* **Assigned task**: Would you repeat the election article word for word, starting at the words "Election Rules, Pressure" and stopping after "ideas and knowledge."?

─── Passage shown

Election Rules, Pressure Cookers, and the Impacts of Trumpism
The 2020 U.S. presidential election presents an exciting time for learning about and doing deep research on elections. Taking a class with a professor who specializes in this can help you dive into the topic and pursue your own ideas and knowledge.
He’ll also offer a 300-level seminar currently titled Democratic Decline in the Age of Trump. Often in political science, the focus is on democratization and countries that aren’t democracies trying to become them, Virgin says. “We don’t often have classes that ask, ‘What about established democracies backsliding?’”
He describes the United States under Trump as undergoing a sort of natural experiment. “We’re experiencing stimuli from him — his rhetoric, his behavior, his approach to the world — that we haven’t had before,” Virgin says. “Setting aside whether one approves of those stimuli or not, it is interesting to see our institutions, our democratic norms, our political leaders, and voters’ minds in this pressure cooker.”
The seminar will be most interesting if Trump loses the Nov. 3, 2020, election and Joe Biden is inaugurated, Virgin says. “The whole question is to what extent will President Trump bequeath to the nation new precedents — Trumpism — in terms of governing strategy, in terms of communication strategy, in terms of moral leadership.”
How to Prepare Yourself for a Career That Matters
Back in 2004, when Virgin arrived at Grinnell as a first-year student, his plan was to become a geneticist. One of his two loves was bio-chemistry, but his first biology class, specifically the lab, was a struggle. “I didn’t do well,” he says with a chuckle, “and thought ‘I do not want this to be my life.’”

──────
─── Data to examine

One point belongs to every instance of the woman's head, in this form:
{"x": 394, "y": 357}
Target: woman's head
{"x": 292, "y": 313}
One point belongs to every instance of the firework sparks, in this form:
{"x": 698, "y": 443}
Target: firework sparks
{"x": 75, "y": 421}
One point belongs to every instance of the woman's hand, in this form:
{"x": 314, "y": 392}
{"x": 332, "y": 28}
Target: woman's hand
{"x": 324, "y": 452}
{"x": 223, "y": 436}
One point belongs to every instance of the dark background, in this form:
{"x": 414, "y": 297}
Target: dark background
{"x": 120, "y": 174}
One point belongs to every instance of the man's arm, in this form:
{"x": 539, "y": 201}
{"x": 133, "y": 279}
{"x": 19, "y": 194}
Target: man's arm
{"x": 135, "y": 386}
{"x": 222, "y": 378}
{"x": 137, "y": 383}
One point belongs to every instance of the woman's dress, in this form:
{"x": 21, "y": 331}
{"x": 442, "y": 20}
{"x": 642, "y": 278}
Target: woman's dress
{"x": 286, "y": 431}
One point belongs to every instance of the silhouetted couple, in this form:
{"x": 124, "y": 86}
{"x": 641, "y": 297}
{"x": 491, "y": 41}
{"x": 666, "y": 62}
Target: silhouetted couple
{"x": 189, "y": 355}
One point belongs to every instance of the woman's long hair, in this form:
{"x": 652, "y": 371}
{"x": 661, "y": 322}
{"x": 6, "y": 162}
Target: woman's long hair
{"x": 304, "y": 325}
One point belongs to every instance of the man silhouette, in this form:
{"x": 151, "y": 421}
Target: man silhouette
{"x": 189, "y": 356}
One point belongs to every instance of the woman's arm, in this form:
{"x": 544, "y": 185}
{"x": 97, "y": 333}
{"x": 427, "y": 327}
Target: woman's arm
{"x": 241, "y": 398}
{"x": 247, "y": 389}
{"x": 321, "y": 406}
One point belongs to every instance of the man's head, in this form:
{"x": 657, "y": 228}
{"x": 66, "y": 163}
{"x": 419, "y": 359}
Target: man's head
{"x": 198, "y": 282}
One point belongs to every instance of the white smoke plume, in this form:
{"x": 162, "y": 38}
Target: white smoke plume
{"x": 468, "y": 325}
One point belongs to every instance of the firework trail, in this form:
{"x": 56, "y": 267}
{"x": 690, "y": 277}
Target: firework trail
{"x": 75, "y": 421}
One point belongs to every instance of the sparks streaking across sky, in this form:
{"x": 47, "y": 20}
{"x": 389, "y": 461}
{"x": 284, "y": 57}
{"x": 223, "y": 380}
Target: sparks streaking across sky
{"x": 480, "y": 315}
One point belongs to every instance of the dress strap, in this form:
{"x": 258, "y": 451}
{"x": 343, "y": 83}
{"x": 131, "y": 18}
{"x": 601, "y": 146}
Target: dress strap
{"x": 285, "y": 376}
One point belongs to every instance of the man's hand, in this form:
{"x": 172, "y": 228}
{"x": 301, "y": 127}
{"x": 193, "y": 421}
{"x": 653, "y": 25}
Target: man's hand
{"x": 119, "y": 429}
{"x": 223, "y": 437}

──────

* **Answer for the task**:
Election Rules, Pressure Cookers, and the Impacts of Trumpism
The 2020 U.S. presidential election presents an exciting time for learning about and doing deep research on elections. Taking a class with a professor who specializes in this can help you dive into the topic and pursue your own ideas and knowledge.